Text section:
* * * * * * *

I move amendment No. 31a:

In page 26, subsection (1), line 9, after "Chapter" to insert "except in the case of a request for such hearing by the Central Fisheries Board, a Regional Fisheries Board, the Environmental Protection Agency or any Local Authority".

Under the Bill, the holding of an oral hearing is at the absolute discretion of the board. My amendment proposes that an oral hearing be granted if the bodies named in the amendment request it.

I am not disposed to accepting the amendment. The provisions of the Bill regarding the appeals board follows planning law and is modelled on the An Board Pleanála precedent. There is no provision in planning law for a single party to have the power to demand an oral hearing. The decision regarding the holding of oral hearings on appeals in the case of planning is a matter which is at the discretion of An Bord Pleanála and it is intended that the holding of oral hearings on appeals under the Bill will be at the discretion of the appeals board.

The suggestion by Deputy Molloy that, for example, the Central Fisheries Board or a regional fisheries board should have an automatic right to an oral hearing could give rise to inequity because, with regard to operations which are for stocking or restocking purposes, such boards may be or are engaged in what is defined as aquaculture and may be applicants for licences under the Bill. It would be inequitable, therefore, to afford to an agency of the State which would be an applicant for a licence, a right which is not available to other parties or interests.

In the interests of the independence of the appeals board, the decision regarding the holding of an oral hearing should be left to the discretion of the board. We have provided for a board the composition of which commands the cross party support of the committee.

The Minister of State's decision is regrettable. It is not identical to those seeking decisions with An Bord Pleanála, which adjudicates on the decisions of local authorities. In this case, the appeals board will adjudicate on the decisions of the Minister.

* * * * * * *

Data provided:
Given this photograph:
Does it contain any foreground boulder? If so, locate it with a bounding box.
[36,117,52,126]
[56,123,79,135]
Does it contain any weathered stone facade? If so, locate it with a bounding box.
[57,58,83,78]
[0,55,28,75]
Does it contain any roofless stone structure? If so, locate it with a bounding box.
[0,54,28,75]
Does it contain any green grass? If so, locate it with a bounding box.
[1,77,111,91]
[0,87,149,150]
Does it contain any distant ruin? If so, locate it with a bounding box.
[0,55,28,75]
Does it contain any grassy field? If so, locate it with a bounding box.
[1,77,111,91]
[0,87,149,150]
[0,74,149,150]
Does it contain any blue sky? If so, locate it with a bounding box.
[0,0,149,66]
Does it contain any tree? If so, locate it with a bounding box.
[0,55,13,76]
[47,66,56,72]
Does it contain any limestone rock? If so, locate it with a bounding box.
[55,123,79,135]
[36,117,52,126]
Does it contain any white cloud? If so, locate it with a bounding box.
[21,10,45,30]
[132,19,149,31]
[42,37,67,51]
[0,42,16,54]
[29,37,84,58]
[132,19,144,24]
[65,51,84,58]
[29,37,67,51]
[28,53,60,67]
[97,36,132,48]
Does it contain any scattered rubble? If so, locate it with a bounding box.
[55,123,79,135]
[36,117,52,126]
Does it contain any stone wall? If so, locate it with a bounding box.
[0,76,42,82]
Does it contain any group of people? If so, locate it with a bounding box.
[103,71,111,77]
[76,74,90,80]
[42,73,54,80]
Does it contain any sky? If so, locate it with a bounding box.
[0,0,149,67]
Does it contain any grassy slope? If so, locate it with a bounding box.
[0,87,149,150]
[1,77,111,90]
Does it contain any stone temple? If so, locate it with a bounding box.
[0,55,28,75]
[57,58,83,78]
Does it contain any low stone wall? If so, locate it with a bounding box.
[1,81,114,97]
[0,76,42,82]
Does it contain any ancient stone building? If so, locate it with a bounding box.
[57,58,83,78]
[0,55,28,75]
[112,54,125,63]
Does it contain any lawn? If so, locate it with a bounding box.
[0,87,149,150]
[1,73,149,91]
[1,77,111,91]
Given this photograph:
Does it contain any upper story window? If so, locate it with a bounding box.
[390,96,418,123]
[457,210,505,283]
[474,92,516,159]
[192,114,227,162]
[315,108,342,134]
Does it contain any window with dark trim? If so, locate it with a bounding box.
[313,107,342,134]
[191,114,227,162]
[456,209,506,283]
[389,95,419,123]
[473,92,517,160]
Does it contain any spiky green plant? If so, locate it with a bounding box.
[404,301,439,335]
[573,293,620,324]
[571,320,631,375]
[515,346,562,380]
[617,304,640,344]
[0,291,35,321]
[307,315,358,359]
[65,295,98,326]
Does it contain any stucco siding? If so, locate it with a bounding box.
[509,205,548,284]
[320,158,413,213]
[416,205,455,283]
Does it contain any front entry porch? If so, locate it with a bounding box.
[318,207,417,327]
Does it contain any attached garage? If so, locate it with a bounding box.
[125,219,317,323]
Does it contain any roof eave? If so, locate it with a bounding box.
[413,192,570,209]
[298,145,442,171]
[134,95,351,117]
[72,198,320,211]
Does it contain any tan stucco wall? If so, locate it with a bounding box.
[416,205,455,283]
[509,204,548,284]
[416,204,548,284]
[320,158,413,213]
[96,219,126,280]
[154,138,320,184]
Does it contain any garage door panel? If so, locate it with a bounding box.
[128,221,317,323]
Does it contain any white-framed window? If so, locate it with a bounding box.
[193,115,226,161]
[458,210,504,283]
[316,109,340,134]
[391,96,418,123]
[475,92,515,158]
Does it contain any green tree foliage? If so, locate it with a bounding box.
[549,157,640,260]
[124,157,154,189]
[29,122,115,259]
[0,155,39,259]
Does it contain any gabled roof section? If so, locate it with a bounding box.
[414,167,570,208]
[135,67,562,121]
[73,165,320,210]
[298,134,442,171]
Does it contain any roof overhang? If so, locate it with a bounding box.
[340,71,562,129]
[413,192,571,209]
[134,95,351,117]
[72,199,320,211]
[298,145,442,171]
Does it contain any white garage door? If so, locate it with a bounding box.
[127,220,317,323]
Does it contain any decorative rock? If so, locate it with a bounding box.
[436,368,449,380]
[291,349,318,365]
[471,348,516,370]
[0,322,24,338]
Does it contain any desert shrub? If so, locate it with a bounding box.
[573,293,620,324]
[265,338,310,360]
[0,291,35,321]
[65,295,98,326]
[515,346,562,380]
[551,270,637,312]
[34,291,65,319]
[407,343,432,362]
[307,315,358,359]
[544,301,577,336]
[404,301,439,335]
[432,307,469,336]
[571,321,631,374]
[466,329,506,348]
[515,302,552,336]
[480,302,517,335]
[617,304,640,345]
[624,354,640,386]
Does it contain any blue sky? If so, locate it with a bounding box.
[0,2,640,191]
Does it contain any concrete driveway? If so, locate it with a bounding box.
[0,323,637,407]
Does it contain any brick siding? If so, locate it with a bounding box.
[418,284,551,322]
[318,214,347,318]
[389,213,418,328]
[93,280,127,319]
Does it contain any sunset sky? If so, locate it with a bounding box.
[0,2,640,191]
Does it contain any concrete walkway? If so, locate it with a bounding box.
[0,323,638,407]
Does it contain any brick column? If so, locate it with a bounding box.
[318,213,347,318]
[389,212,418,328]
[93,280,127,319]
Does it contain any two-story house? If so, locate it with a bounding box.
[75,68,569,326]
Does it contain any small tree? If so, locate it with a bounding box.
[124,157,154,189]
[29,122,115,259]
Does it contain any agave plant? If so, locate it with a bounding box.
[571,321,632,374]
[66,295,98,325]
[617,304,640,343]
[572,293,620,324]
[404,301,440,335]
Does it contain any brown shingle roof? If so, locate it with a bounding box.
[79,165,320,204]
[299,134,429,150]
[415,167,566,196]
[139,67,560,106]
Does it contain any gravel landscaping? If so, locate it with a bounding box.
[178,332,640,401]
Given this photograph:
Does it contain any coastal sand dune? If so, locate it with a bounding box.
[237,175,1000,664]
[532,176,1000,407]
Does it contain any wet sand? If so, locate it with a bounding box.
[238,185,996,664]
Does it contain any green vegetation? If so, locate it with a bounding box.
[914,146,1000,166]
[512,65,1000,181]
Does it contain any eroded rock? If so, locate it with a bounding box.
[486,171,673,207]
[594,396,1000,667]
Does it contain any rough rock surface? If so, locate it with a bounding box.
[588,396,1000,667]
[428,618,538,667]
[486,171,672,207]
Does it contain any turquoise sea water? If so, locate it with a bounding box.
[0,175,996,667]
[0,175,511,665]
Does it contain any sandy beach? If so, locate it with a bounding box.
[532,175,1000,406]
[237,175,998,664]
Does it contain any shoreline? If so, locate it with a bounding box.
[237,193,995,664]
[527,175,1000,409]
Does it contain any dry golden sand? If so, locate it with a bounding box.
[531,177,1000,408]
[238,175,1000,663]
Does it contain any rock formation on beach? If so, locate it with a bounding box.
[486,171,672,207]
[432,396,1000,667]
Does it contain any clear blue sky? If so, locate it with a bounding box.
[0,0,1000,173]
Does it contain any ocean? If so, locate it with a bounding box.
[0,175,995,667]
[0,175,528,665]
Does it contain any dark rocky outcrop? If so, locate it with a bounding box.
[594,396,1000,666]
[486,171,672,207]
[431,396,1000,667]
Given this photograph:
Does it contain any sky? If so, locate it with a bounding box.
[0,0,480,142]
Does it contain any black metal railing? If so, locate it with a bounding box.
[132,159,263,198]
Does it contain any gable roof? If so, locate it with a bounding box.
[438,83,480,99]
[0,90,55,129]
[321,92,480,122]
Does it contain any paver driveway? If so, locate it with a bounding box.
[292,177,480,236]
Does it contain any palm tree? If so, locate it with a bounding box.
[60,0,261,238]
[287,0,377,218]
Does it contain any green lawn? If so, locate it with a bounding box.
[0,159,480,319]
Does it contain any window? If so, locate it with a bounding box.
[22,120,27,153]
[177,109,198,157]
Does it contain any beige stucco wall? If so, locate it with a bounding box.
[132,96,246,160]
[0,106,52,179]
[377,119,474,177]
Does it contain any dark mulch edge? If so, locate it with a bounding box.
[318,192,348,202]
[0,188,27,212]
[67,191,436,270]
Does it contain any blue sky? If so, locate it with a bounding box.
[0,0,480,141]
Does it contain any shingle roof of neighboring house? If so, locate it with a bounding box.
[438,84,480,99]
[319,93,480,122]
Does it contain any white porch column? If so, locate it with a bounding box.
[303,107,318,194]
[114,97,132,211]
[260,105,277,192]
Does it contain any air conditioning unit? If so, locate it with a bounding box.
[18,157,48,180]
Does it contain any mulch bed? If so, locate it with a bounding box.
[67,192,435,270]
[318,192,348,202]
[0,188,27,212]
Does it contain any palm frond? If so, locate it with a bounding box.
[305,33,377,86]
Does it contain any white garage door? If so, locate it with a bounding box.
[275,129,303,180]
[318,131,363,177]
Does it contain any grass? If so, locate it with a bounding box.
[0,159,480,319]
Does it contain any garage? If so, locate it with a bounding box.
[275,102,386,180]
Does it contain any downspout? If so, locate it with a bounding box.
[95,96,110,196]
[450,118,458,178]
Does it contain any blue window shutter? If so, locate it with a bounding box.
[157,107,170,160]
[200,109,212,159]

* * * * * * *

Copy the debate on the amendment starting at "The suggestion by" and ending at "of the committee.", substituting "appeals tribunal" for "appeals board".

The suggestion by Deputy Molloy that, for example, the Central Fisheries Board or a regional fisheries board should have an automatic right to an oral hearing could give rise to inequity because, with regard to operations which are for stocking or restocking purposes, such boards may be or are engaged in what is defined as aquaculture and may be applicants for licences under the Bill. It would be inequitable, therefore, to afford to an agency of the State which would be an applicant for a licence, a right which is not available to other parties or interests.

In the interests of the independence of the appeals tribunal, the decision regarding the holding of an oral hearing should be left to the discretion of the board. We have provided for a board the composition of which commands the cross party support of the committee.